--- START ---
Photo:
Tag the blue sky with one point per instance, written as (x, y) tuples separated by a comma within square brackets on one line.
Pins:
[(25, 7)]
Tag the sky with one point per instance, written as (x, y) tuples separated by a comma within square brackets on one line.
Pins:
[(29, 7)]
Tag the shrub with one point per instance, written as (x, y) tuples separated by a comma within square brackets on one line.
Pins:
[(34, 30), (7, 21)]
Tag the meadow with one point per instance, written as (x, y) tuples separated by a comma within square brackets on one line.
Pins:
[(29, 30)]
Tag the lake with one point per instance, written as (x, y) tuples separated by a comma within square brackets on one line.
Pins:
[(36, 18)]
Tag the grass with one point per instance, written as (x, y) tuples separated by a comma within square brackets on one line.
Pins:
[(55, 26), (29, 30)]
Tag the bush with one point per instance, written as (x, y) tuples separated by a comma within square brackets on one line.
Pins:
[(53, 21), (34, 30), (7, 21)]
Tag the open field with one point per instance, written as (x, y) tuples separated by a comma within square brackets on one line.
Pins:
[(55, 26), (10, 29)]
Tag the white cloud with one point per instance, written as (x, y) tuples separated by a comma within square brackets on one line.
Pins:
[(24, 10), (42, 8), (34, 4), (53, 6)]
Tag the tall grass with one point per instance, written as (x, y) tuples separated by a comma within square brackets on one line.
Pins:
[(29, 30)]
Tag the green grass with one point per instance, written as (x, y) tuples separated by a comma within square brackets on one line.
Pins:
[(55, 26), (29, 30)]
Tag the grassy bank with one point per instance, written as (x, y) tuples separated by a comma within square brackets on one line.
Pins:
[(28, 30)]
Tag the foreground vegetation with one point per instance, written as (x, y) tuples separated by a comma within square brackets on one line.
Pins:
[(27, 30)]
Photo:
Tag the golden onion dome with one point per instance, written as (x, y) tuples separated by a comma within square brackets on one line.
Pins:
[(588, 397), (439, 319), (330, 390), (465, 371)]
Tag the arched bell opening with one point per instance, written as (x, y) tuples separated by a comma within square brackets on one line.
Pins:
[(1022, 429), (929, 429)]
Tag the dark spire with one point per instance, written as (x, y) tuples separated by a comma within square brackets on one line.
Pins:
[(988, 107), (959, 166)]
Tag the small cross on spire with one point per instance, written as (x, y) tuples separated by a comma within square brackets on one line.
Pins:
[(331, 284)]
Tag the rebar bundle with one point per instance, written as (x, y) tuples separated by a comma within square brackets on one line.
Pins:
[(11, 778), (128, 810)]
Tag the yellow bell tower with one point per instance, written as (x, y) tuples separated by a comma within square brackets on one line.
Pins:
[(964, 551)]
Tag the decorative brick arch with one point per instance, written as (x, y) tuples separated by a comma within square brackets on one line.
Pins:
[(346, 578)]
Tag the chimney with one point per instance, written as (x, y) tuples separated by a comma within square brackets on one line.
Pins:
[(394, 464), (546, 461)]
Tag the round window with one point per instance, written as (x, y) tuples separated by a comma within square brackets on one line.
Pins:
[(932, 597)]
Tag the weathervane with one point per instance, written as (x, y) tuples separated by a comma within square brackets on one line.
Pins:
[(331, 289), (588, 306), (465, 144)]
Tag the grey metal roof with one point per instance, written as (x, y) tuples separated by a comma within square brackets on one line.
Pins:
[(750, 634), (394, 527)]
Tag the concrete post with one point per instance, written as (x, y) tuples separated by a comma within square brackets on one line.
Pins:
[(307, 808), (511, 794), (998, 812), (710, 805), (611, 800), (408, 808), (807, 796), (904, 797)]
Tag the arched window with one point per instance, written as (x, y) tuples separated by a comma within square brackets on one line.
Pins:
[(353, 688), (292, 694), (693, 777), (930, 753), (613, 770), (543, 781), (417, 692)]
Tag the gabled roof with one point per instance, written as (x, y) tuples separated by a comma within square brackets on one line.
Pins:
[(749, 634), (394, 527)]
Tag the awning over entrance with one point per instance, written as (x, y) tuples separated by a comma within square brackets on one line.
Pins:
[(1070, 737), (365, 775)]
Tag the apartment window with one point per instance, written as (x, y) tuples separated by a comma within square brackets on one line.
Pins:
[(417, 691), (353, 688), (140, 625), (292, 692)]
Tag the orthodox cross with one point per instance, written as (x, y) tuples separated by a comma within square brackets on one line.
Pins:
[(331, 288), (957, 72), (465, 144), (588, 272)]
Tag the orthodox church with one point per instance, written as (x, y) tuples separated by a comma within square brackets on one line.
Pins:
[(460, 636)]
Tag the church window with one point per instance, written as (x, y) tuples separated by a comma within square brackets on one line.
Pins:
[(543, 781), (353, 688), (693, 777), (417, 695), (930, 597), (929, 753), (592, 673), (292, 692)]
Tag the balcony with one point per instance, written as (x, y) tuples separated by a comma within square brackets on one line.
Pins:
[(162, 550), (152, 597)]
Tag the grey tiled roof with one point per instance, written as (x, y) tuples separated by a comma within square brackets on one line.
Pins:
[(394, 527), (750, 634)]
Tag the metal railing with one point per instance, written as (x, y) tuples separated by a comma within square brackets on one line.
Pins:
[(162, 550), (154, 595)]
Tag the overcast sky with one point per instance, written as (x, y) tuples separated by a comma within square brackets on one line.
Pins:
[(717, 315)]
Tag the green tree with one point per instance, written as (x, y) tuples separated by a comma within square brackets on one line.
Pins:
--- END ---
_AIM_
Rewrite all of the records above with every "Pins" changed to "Points", keeping everything else the same.

_SOLUTION TO THIS TASK_
Photo:
Tag the blue sky with one point per instance, written as (x, y) tuples separated by a comma within square brackets on one line.
Points:
[(25, 7)]
Tag the sky with one point per instance, written as (x, y) tuples separated by a comma within square brackets on one line.
Points:
[(29, 7)]
Tag the shrub with one point per instance, written as (x, y) tuples separated by a comma within square brackets on one line.
Points:
[(34, 30), (7, 21)]
Tag the meadow with one point per instance, written as (x, y) tuples separated by a comma within square brackets on one line.
Points:
[(29, 30)]
Tag the lake with one point per instance, written as (x, y) tuples separated by a comma within square brackets on one line.
Points:
[(36, 18)]
Tag the grass with one point per instance, written as (x, y) tuples separated by a comma within square brackets on one line.
Points:
[(55, 26), (29, 30)]
Tag the bush with one point per instance, written as (x, y) tuples separated by a comma within square brackets on one line.
Points:
[(53, 21), (34, 30), (7, 21)]
Tag the open field with one point per instance, written as (x, y) tuples separated by a comma within square brackets on one line.
Points:
[(55, 26), (10, 29)]
Tag the white cloud with one point per instance, written as (x, y) tuples separated by a comma within square brackets on one line.
Points:
[(24, 10), (42, 8), (34, 4), (53, 6)]
Tag the tall grass with one point per instance, written as (x, y) tuples separated by a comma within square brackets on one line.
Points:
[(29, 30)]
Tag the green grass with one point per instance, written as (x, y) tuples separated by a comma within square brackets on one line.
Points:
[(55, 26), (29, 30)]
Tag the grassy bank with one point per instance, written as (x, y) tuples separated by a comma within square brackets on one line.
Points:
[(28, 30)]
Tag the foreground vegetation with one point per instance, written as (x, y) tuples separated by a comma within square brackets on one line.
Points:
[(27, 30)]
Photo:
Tag the golden onion dome with one point per instance, written as (x, y) tuples separated by a comma within square brackets on one line.
Points:
[(588, 397), (439, 319), (330, 390), (465, 371)]
Tag the arched bell opening with one point per instance, written as (x, y) tuples separated by a comma within square brackets on one line.
Points:
[(1022, 429), (929, 429)]
Tag the dark spire with one point per instance, written as (x, y) tuples separated by a comma within square brackets on one line.
Points:
[(988, 107), (959, 166)]
Tag the small cross on spire with one point per instance, written as (x, y) tuples separated by a comma within square brackets on one line.
Points:
[(331, 284)]
Tag the rebar bundle with one point per instance, written as (x, y) tuples separated by a comma within square brackets on one line.
Points:
[(11, 778), (128, 810)]
Tag the yellow bell tower with one point per instance, written as (x, y) tuples separated by a comma within square brackets on one line.
Points:
[(964, 551)]
Tag the decorative brick arch with one point per instance, written as (x, y) tuples separated by a comma within square brackets on one line.
Points:
[(346, 578)]
Tag the chimney with one point per instance, written as (x, y) tuples separated by a comma within square brackets on one line.
Points:
[(394, 464), (546, 461)]
Tag the round window with one point per instance, written as (x, y) tuples separated by a comma within square brackets on one line.
Points:
[(932, 597)]
Tag the weathervane with one point per instance, written as (x, y) tuples separated by a comma within square brackets on one line.
Points:
[(331, 289), (588, 306), (465, 144)]
Tag the grey metal roof with one point per instance, written as (x, y) tuples separated by a comma within square brackets on one line.
Points:
[(750, 634), (394, 527)]
Tag the concrete post with one point per instance, written as (x, y) tuples separated by a comma within square brackets on one line.
Points:
[(307, 808), (511, 794), (998, 812), (710, 805), (611, 800), (408, 808), (807, 796), (904, 797)]
Tag the arched window with one point per instance, written as (x, y) tuples separated by a comma within square brackets on one line.
Points:
[(353, 688), (292, 694), (693, 777), (930, 753), (613, 770), (543, 781), (417, 692)]
Tag the gabled roof with one point per instance, written as (x, y) tuples separated by a comma within square brackets on one line.
Points:
[(749, 634), (394, 527)]
Tag the awning over entrance with one point per instance, written as (x, y) tuples separated by a comma within square brackets on one line.
Points:
[(1070, 737), (365, 775)]
Tag the apartment window with one point per instance, written as (x, y) tuples separated by a comma within square brackets on one line.
Points:
[(417, 691), (353, 688), (140, 625), (292, 692)]
Tag the orthodox cross with one point per instance, written as (x, y) tuples separated by a comma within square brackets on one line.
Points:
[(331, 288), (957, 72), (465, 144), (588, 272)]
Tag the orthodox church with one point per instance, written as (x, y) tuples separated by a comma within square brackets on one line.
Points:
[(460, 636)]
Tag the church window with one point per instance, written as (x, y) tuples separated by a comma within square brackets on one line.
Points:
[(543, 781), (353, 688), (693, 777), (417, 695), (930, 597), (929, 753), (592, 673), (292, 692)]
Tag the balcony with one point per instance, written as (x, y) tuples separated by a comma within square brackets on one line.
Points:
[(162, 550), (152, 597)]
Tag the grey tiled roof with one point per instance, written as (x, y) tuples separated by a comma within square brackets on one line.
Points:
[(394, 527), (750, 634)]
Tag the metal railing with one point per instance, written as (x, y) tuples separated by a comma within square brackets on one line.
Points:
[(162, 550), (154, 595)]
Tag the overcast sky with one point per instance, written as (x, y) tuples separated by a comma within square brackets on one line.
Points:
[(717, 315)]
Tag the green tree with one point per instance, written as (x, y) tuples separated by a comma within square brackets on one line.
Points:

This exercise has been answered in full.